# Action item A:
What dependence would cell-culture production of influenza vaccine eliminate, according to the Chiron vaccine announcement?
# Action item B:
Continue the Chiron vaccine announcement from its last sentence.

# Exercise text:
□ □ □ □ □
Chiron Corporation has announced that it has initiated a Phase I/II study of an investigational cell culture-derived influenza vaccine in the United States. Cell culture-derived influenza vaccine (commonly referred to as "flu cell culture" vaccine) represents the next generation of influenza vaccine, both for annual vaccine production and for long-term pandemic preparedness.
Production of influenza vaccine using cell-culture technology may offer significant advantages over traditional manufacturing methods by eliminating the dependence on chicken eggs for production. The removal of egg supply lead times would enable flexible and faster start-up of vaccine production in the event of an annual vaccine supply shortfall or an avian influenza pandemic.
The company has also completed enrollment of a second Phase III study of investigational flu cell culture vaccine in Europe. A first pivotal Phase III study of flu cell culture vaccine in Europe, conducted in 2004, met the safety and immunogenicity endpoints of the study.
"Chiron is an industry leader in developing flu cell culture, and we are committed to supporting public health authorities globally by working to make this next-generation vaccine available, both for prevention of annual influenza and as an important platform for pandemic preparedness," said Dan Soland, president of Chiron Vaccines. "In addition to our return of FLUVIRIN(R) influenza virus vaccine to the U.S. annual influenza vaccine market, Chiron has several programs underway to enhance our capability to help protect people from the threat of influenza. Flu cell culture, along with our research on avian pandemic influenza vaccines and adjuvants, could contribute to a flexible and cutting-edge infrastructure to meet current and future influenza threats and help save lives."
□ □ □ □ □
# Data to examine:

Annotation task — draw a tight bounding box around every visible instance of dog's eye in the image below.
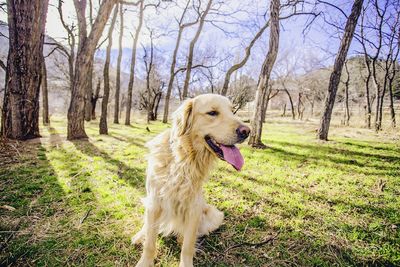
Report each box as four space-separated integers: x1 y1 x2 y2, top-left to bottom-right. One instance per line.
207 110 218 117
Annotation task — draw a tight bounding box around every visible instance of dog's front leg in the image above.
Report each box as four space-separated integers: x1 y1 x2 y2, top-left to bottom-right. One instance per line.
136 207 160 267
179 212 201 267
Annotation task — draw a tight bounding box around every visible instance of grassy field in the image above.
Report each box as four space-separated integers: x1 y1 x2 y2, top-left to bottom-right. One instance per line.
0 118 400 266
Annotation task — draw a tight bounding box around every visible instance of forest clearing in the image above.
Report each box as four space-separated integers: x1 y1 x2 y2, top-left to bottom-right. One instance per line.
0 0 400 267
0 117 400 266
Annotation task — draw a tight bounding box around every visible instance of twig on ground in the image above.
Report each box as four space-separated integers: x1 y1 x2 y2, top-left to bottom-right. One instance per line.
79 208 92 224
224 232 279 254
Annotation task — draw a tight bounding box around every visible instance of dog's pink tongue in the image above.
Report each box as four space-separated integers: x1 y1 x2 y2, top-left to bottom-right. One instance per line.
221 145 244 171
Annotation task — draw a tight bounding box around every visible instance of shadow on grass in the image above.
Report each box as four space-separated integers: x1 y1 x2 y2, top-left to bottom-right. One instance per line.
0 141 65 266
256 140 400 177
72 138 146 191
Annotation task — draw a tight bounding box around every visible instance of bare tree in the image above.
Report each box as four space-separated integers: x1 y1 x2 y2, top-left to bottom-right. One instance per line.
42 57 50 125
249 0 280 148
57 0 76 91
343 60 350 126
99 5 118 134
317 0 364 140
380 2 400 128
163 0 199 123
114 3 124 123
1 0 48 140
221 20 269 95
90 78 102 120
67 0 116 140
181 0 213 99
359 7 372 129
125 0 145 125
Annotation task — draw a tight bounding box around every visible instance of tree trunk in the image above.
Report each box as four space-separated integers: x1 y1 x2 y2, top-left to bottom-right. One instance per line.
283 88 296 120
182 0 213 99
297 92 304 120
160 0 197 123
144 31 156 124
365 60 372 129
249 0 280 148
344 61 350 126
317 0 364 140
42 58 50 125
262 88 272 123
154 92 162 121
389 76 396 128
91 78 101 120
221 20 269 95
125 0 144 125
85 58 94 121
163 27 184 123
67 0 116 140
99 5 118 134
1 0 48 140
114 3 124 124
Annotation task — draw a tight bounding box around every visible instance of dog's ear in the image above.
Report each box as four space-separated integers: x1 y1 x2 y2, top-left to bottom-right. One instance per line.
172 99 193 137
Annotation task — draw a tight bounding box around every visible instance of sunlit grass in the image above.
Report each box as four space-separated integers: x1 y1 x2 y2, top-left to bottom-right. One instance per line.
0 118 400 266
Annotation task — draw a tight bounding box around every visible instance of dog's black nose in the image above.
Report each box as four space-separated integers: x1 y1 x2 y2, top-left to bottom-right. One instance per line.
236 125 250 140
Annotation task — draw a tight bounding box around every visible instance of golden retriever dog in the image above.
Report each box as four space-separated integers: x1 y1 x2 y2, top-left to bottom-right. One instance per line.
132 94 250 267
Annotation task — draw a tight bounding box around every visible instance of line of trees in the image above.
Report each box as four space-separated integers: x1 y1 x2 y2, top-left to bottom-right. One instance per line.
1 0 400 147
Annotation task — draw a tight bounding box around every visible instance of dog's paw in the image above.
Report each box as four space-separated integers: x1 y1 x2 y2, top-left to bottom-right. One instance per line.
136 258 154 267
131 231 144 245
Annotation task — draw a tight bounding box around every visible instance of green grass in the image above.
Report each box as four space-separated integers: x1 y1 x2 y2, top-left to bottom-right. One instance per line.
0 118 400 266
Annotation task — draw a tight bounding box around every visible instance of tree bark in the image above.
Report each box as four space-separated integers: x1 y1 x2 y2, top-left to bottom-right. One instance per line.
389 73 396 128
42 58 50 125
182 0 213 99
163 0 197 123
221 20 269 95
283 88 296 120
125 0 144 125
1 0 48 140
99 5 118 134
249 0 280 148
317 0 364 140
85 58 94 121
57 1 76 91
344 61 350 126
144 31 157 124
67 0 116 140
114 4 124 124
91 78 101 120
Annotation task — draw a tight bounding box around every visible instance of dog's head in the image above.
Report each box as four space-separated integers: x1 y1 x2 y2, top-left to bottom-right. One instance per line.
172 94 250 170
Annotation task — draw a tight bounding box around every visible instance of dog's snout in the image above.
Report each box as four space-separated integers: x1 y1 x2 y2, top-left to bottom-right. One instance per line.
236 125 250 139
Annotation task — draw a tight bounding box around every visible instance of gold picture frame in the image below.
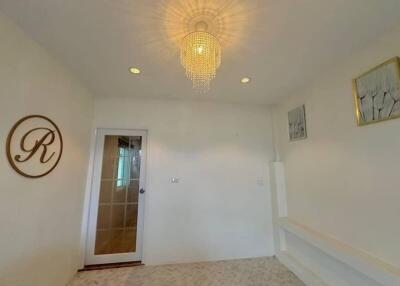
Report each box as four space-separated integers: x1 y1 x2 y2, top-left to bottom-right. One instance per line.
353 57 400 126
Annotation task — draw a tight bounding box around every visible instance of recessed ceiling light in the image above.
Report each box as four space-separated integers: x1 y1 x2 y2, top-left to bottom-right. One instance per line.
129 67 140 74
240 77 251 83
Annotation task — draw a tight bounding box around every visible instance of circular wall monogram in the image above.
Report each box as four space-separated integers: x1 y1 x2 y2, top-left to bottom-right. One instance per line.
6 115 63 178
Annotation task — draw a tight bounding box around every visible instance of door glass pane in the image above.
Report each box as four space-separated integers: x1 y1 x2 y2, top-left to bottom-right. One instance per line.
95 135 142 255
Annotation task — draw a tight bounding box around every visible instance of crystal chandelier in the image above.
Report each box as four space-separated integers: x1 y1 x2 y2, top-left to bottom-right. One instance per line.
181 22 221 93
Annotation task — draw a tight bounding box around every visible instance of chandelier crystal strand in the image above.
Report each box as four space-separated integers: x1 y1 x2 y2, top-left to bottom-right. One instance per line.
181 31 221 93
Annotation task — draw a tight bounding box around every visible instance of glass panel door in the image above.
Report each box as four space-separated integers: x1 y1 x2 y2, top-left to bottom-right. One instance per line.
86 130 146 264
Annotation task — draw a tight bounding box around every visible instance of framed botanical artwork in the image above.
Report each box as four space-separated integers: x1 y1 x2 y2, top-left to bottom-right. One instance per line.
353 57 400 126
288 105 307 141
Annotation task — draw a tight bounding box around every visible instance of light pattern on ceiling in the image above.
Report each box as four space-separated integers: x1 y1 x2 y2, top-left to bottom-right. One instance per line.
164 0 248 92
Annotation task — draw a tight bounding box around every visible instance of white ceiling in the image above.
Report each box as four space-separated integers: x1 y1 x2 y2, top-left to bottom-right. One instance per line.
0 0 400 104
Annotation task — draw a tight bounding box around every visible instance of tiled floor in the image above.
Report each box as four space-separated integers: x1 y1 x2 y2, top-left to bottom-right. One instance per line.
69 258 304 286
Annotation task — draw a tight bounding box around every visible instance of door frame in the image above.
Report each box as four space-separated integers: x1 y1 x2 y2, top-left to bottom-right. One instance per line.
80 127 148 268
□ □ □ □ □
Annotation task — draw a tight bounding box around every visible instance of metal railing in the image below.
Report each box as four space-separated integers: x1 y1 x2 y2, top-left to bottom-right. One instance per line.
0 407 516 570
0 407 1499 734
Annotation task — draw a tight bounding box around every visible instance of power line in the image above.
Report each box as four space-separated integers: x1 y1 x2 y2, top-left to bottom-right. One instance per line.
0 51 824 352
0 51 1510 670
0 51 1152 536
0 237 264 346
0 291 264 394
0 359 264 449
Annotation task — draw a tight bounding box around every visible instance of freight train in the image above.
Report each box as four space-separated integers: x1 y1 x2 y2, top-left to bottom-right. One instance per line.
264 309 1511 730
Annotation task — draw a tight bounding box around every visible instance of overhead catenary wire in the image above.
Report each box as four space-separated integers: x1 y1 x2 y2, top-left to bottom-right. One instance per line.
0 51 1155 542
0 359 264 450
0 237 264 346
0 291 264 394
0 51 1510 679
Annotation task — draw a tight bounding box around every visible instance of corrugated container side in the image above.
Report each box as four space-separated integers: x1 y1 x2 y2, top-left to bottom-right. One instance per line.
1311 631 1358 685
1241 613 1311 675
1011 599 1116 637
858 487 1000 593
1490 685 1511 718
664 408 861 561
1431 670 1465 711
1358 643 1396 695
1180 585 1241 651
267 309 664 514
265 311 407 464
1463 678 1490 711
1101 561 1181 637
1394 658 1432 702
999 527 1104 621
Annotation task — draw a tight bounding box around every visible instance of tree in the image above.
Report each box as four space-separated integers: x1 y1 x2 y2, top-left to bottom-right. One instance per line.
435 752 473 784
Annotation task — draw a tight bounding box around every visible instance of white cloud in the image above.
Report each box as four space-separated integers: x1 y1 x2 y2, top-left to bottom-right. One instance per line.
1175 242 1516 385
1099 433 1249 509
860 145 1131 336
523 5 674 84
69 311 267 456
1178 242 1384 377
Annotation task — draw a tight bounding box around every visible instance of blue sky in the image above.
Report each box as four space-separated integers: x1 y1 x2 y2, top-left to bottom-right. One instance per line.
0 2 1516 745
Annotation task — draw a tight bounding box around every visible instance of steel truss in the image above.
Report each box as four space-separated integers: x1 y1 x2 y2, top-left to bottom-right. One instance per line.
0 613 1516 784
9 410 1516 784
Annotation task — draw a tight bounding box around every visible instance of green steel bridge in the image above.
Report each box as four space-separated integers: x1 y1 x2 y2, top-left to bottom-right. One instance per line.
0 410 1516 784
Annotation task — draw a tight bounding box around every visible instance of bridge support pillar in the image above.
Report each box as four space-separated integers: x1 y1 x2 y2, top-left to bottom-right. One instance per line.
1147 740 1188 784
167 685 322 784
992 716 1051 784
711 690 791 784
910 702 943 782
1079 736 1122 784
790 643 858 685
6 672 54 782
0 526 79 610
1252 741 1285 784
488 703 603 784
□ □ □ □ □
# Exercise output A:
The dependence on chicken eggs for production.

# Exercise output B:
Chiron's flu cell culture vaccine is produced from virus propagated in the Madin-Darby Canine Kidney (MDCK) cell line. The company filed an investigational new drug application (IND) for flu cell culture vaccine in the United States last year, after regaining its U.S. rights to the technology. The investigational vaccine is produced at Chiron's state-of-the-art flu cell culture vaccine manufacturing facility in Marburg, Germany.
"Moving from egg-based to cell-based influenza vaccine production is an important step in enhancing our preparedness against pandemic influenza and provides flexibility in meeting surges in influenza vaccine demand," said Walter A. Orenstein, M.D., professor of medicine of pediatrics and associate director of the Emory Vaccine Center in Atlanta, Georgia. "This effort will help address the challenge of responding to a pandemic."